* _Short task A_:
In the rows, can you produce the part that opens with the line containing "Where can the white door" and closes with the line containing "point(211, 364)" again, with "fireplace" swapped for "hearth" and nothing else altered?

* _Provided passage_:
## Begin
The only well known work on view was the one of fishing boats on the beach.  It is a beautiful work.  There were a couple of others that I wouldn’t mind having on my wall, and a couple that I would NOT want to display  too dark and foreboding. Once out of the museum (including an ascent to La Terrace, with a wonderful view over the rooftops of Arles) we discovered we were starving.  We tried a couple of places with recommendations from Michelin and Routiere but found them with no available places, and ended up rather serendipitously at la Cafe de la Nuit, which was famously painted by Van Gogh, and which I had used as a focus point for one of my Lamaze experiences.  The lunch was better than expected, service snail like, but the locale could not be beat!
## End
* _Short task B_:
In the passage about a day in Arles, what was the only well known work on view at the museum?

* _Provided data_:
## Begin
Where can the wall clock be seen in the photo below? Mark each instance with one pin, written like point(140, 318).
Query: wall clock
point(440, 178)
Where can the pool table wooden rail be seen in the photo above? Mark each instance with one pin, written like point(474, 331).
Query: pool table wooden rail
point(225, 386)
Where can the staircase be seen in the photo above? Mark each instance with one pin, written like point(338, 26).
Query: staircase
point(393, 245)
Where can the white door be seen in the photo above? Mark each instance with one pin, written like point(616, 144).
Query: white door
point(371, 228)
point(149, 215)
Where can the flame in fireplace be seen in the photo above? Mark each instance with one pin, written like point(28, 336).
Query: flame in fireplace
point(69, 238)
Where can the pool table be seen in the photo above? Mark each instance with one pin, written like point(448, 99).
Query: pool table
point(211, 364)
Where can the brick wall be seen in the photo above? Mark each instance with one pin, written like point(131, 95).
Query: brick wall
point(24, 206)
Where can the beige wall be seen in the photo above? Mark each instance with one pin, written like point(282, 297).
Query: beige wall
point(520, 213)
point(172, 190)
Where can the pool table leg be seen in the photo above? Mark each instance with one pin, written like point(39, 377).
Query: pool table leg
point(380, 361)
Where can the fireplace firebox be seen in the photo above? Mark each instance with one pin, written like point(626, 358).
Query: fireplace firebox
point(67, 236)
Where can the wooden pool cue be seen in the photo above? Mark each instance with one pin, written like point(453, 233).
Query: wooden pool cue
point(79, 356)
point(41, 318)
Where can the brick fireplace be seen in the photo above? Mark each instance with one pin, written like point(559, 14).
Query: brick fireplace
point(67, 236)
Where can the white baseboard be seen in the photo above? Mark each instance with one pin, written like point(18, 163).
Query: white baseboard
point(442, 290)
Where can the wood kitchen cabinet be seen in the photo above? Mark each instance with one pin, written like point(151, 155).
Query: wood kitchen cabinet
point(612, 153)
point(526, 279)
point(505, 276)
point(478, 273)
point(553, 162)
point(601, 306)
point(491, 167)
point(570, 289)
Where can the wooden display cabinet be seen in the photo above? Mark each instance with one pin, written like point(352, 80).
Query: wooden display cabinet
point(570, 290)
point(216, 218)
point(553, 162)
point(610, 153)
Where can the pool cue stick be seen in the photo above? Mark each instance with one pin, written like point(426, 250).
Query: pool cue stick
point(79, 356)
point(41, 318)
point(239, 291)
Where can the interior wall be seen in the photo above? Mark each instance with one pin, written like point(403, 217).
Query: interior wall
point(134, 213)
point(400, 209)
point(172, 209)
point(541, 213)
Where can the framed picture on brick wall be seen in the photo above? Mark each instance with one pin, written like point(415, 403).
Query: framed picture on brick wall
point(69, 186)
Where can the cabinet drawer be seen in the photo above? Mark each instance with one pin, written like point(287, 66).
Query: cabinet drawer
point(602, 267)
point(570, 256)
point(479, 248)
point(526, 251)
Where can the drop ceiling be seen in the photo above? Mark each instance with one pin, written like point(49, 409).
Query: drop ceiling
## End
* _Answer A_:
Where can the white door be seen in the photo above? Mark each instance with one pin, written like point(616, 144).
Query: white door
point(371, 228)
point(149, 215)
Where can the flame in hearth be seen in the photo above? Mark each instance with one pin, written like point(28, 336).
Query: flame in hearth
point(69, 238)
Where can the pool table be seen in the photo above? Mark each instance with one pin, written like point(448, 99).
Query: pool table
point(211, 364)

* _Answer B_:
The one of fishing boats on the beach.